» **Record excerpts**
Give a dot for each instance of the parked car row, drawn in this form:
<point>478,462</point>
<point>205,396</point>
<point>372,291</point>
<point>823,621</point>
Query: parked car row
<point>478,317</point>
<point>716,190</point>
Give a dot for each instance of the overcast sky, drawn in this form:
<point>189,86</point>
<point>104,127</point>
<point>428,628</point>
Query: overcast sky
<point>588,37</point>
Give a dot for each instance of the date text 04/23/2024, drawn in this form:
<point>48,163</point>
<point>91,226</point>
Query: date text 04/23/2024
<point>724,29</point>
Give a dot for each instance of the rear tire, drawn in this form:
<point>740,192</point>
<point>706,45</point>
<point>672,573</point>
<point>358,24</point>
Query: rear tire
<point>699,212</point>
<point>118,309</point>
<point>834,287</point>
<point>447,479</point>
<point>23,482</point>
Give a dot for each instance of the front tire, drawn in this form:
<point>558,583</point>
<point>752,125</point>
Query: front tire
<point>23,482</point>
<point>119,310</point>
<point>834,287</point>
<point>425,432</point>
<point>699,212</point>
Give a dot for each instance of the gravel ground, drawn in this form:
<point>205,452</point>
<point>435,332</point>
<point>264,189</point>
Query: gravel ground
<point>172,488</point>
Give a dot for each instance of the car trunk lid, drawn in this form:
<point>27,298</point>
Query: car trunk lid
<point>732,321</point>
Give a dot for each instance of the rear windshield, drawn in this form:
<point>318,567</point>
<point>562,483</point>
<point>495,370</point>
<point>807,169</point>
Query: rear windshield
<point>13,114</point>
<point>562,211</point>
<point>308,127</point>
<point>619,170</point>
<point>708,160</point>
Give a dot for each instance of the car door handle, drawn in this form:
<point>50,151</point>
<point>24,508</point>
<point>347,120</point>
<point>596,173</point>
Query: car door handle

» **Work item**
Repeat all the material above, matching every character.

» **Result of this exercise**
Give a dot for each instance of the parked car row, drawn in this form:
<point>478,462</point>
<point>205,396</point>
<point>372,291</point>
<point>823,621</point>
Query: parked car row
<point>478,317</point>
<point>716,190</point>
Give a dot for each instance of the overcast sky, drawn in this form:
<point>189,86</point>
<point>104,127</point>
<point>428,628</point>
Query: overcast sky
<point>588,37</point>
Give a dot for each instance of the date text 04/23/2024, drawn in this form:
<point>48,163</point>
<point>91,226</point>
Query: date text 04/23/2024
<point>724,29</point>
Give a dot for each instance of the rear tire, drawn in this form:
<point>740,192</point>
<point>706,45</point>
<point>672,573</point>
<point>358,24</point>
Query: rear tire
<point>699,212</point>
<point>118,309</point>
<point>834,287</point>
<point>447,479</point>
<point>23,482</point>
Give a dot for each instance of the front tire, drawn in this form:
<point>558,583</point>
<point>752,125</point>
Query: front tire
<point>23,482</point>
<point>119,310</point>
<point>834,287</point>
<point>425,432</point>
<point>699,212</point>
Give a dot for each instance of the gravel ground, drawn in this form:
<point>205,452</point>
<point>435,332</point>
<point>264,189</point>
Query: gravel ground
<point>172,488</point>
Give a dot for each instance of the car trunk lid, drawn in this form:
<point>27,298</point>
Query: car trunk lid
<point>732,321</point>
Give a dot for each instance of the rear windshield, drawn in this form:
<point>318,567</point>
<point>562,483</point>
<point>495,370</point>
<point>807,169</point>
Query: rear windshield
<point>13,114</point>
<point>562,211</point>
<point>308,127</point>
<point>619,170</point>
<point>708,160</point>
Give a dot for each instance of the car door handle, drawn in this form:
<point>50,151</point>
<point>24,508</point>
<point>347,120</point>
<point>596,173</point>
Query: car door handle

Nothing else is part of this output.